- _Your instructions_
Reproduce each of the items below word for word, keeping every line in its original order.
══════
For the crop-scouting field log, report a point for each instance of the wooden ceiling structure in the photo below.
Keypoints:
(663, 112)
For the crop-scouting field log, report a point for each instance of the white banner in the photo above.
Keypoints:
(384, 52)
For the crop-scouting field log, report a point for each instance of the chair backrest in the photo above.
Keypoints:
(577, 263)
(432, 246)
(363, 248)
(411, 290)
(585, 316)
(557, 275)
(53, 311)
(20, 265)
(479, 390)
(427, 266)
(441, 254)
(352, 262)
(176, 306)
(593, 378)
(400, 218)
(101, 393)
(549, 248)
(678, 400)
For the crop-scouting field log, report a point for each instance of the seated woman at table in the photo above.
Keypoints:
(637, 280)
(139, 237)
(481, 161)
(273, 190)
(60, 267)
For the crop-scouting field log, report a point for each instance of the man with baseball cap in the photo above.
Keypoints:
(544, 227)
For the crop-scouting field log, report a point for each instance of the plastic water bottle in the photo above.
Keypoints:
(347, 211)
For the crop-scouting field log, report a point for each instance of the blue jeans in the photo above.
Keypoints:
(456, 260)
══════
- _Task output_
For the crop-scouting field log, report a point for each instance of the wooden ceiling structure in the photo below.
Keypoints:
(663, 112)
For the crop-scouting field log, report a point for each instance of the white banner in the photo above.
Keypoints:
(384, 52)
For the crop-scouting field log, report a point for each instance of the chair backrest in the photo above.
Keypoints:
(577, 263)
(432, 246)
(363, 248)
(411, 290)
(585, 316)
(557, 275)
(53, 311)
(20, 265)
(479, 390)
(427, 266)
(441, 254)
(352, 262)
(176, 306)
(593, 378)
(400, 218)
(101, 393)
(549, 248)
(678, 400)
For the crop-scouting field log, report a point for each instance of the seated woman at table in the photo above.
Keypoints:
(637, 280)
(139, 237)
(481, 161)
(273, 190)
(60, 267)
For the crop-scouting field log, report a point for each instance of the man with baseball cap in the photo above.
Keypoints:
(544, 227)
For the crop-scouting field log, report a point for each instance of the plastic water bottle in the photo above.
Keypoints:
(347, 211)
For the crop-scouting field log, report a point for each instance of the blue jeans in the photo above.
Keypoints:
(456, 260)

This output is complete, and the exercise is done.